▸ **Record extracts**:

====

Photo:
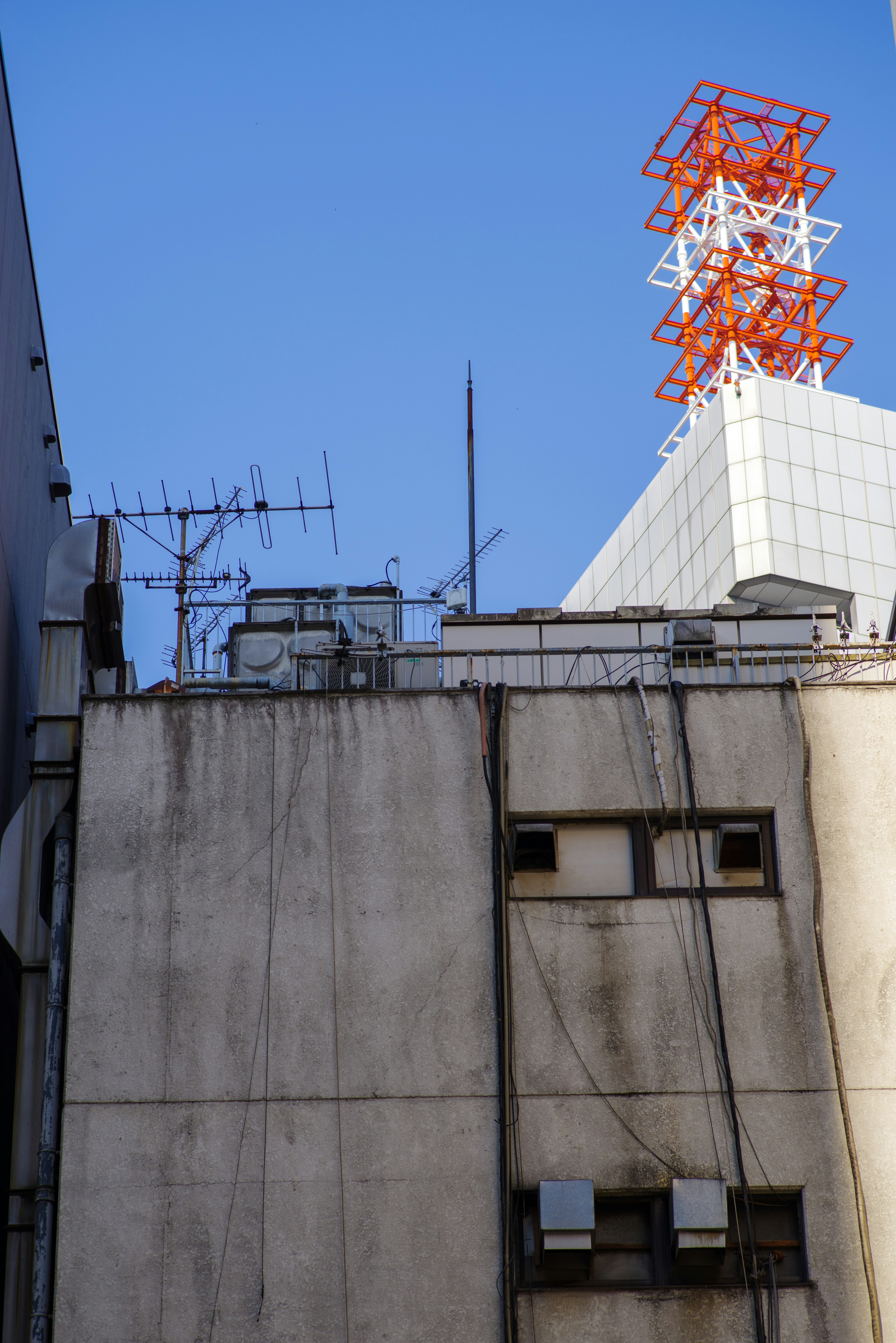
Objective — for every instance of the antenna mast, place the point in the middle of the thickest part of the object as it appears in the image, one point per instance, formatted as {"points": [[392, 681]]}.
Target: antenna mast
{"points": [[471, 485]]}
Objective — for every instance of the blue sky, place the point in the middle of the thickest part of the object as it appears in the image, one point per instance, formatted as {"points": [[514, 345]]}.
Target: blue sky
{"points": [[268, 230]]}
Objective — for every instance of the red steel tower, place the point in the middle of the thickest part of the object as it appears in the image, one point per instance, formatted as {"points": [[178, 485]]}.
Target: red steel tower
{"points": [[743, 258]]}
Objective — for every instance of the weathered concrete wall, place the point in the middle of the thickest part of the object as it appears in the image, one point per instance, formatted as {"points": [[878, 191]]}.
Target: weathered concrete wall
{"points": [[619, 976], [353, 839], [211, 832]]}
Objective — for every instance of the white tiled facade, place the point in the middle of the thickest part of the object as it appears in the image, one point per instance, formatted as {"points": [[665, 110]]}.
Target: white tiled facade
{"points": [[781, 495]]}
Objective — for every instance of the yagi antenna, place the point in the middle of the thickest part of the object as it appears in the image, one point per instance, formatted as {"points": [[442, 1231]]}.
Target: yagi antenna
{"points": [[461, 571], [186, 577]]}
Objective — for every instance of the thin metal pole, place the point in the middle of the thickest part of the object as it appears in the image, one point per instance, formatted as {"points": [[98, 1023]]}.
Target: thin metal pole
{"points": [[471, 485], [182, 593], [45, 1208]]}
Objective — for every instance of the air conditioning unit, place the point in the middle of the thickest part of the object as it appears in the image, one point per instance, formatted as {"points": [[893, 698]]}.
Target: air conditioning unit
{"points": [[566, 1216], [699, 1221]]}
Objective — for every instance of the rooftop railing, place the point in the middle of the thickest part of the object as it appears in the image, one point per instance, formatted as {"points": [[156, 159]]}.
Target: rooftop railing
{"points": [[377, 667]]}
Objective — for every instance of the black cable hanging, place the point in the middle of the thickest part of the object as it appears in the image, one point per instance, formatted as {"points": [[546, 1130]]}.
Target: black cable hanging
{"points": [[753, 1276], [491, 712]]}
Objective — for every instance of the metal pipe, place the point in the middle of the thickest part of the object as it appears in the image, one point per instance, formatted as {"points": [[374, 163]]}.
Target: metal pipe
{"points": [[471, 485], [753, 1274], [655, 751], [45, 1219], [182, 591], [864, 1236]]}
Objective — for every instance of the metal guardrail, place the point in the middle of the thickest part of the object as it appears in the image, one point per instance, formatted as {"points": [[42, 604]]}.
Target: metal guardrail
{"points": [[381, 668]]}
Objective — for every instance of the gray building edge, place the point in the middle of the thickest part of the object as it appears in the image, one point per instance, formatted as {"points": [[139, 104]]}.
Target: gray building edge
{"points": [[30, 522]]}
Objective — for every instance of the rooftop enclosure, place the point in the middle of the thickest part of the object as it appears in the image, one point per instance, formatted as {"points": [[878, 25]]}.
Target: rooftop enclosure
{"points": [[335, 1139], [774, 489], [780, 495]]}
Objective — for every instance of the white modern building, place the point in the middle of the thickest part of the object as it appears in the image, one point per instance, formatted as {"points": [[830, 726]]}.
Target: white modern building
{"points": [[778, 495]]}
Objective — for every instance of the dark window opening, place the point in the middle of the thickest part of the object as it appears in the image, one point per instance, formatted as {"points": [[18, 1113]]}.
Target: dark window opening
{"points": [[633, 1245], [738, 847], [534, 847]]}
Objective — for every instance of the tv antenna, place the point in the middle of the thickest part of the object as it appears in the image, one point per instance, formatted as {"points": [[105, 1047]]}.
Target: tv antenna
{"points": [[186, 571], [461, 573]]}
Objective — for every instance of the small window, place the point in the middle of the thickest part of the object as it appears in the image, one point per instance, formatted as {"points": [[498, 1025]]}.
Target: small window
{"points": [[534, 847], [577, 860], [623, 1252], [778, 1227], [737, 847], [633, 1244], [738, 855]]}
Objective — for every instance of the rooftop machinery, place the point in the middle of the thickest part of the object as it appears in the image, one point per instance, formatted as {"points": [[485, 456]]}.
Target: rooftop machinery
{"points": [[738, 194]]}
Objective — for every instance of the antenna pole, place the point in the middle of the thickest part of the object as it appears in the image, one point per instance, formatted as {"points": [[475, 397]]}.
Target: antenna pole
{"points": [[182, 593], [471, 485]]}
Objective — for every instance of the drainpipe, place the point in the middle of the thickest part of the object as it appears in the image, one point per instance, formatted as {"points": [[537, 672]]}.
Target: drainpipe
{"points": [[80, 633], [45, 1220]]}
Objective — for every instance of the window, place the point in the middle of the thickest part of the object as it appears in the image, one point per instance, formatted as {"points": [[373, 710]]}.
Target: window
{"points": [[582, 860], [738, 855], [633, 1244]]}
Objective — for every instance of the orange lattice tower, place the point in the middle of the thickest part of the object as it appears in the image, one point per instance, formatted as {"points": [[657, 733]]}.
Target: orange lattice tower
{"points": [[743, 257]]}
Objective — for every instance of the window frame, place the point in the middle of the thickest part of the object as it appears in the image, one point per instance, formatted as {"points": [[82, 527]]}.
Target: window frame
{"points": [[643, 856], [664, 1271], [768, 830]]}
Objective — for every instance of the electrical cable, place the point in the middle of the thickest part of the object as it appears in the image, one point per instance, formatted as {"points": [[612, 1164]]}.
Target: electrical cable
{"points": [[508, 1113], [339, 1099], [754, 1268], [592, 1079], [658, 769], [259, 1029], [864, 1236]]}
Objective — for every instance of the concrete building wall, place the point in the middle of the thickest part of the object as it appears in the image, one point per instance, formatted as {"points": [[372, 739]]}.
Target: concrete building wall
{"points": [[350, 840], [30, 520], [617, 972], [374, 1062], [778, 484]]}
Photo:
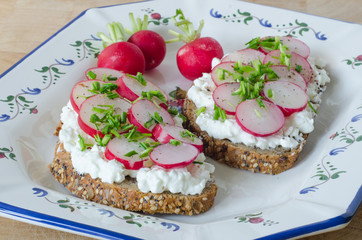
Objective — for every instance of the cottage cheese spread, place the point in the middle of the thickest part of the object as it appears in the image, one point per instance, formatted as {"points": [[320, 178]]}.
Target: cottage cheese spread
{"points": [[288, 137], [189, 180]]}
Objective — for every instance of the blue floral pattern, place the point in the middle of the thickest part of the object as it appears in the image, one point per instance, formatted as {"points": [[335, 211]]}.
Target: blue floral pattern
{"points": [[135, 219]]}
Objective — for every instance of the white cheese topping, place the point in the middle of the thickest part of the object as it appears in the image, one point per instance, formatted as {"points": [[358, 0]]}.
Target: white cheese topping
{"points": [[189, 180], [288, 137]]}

====

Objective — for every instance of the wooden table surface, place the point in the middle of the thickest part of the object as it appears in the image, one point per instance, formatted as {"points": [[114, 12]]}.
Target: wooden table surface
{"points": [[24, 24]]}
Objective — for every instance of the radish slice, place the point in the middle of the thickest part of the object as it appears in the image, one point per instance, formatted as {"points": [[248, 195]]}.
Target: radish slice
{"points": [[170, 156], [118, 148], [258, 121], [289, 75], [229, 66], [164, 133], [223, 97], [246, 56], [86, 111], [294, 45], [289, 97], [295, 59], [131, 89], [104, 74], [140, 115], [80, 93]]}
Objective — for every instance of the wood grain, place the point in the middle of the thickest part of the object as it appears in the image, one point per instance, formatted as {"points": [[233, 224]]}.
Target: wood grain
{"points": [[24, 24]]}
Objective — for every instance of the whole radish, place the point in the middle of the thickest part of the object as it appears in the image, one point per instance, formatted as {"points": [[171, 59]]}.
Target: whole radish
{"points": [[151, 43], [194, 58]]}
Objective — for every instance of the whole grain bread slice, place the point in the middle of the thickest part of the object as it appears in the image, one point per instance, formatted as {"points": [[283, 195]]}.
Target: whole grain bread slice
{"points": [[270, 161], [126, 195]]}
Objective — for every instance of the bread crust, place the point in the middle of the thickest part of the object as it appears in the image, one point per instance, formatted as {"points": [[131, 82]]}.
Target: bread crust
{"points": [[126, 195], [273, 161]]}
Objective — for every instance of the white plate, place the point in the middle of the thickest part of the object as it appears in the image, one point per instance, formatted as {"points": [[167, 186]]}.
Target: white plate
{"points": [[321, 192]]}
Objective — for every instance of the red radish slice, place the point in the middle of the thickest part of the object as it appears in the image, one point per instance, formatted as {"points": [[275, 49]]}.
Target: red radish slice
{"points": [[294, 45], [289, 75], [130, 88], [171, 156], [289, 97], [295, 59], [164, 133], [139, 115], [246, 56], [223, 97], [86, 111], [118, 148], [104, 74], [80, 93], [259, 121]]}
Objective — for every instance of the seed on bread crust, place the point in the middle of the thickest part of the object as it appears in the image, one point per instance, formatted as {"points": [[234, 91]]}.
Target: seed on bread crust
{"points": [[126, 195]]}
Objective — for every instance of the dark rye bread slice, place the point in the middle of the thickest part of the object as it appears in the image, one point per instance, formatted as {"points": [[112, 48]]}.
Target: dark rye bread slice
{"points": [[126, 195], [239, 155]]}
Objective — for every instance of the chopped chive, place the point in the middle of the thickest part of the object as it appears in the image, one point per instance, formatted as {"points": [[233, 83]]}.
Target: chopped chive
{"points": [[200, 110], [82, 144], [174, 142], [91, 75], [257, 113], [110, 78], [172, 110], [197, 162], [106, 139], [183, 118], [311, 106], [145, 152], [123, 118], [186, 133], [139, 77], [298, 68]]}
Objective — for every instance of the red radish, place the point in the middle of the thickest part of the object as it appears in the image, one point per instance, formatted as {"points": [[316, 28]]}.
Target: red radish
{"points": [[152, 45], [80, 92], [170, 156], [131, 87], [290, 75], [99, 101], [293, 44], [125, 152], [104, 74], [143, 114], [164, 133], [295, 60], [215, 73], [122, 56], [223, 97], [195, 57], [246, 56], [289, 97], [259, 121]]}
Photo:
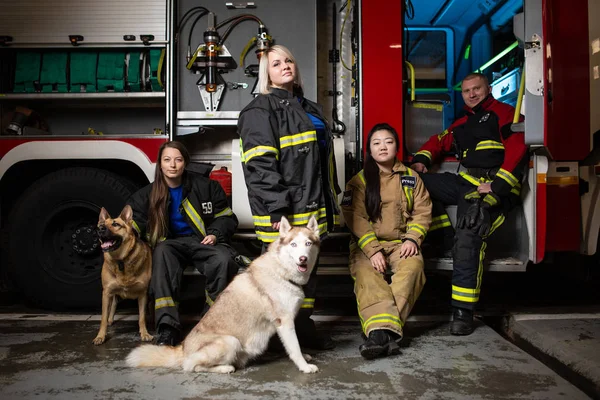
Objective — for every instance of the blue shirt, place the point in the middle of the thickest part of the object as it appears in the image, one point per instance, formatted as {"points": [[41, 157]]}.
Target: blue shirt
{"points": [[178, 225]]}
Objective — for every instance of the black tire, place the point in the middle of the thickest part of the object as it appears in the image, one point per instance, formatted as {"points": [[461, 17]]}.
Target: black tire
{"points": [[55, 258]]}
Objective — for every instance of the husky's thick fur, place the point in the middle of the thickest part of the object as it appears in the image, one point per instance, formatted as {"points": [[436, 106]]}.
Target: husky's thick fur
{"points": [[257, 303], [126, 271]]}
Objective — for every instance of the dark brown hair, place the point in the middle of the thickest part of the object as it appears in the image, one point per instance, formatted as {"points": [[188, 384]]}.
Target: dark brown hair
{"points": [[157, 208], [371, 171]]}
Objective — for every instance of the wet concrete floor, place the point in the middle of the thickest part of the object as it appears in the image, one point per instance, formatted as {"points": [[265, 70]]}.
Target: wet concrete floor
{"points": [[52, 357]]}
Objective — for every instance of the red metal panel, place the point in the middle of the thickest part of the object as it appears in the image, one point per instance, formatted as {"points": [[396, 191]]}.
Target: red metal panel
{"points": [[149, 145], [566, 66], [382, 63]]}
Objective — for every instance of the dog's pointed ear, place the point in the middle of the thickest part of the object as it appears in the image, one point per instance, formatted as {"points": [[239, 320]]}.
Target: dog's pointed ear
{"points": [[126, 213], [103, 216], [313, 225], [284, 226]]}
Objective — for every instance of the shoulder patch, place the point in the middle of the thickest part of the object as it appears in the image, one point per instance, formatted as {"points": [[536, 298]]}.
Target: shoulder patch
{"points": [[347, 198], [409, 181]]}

====

▸ **Work to be completed**:
Identify each line in the data above that contains the string "hanging", and copy every such line in full. Treat the match as case-sensitive.

▸ **Response below**:
Objective — for every instance of the black cable hanging, place the point in the middle of the thickest part of the object as it appears in the image, one point per instance, formatted as {"points": [[546, 1130]]}.
Target: black cable hanging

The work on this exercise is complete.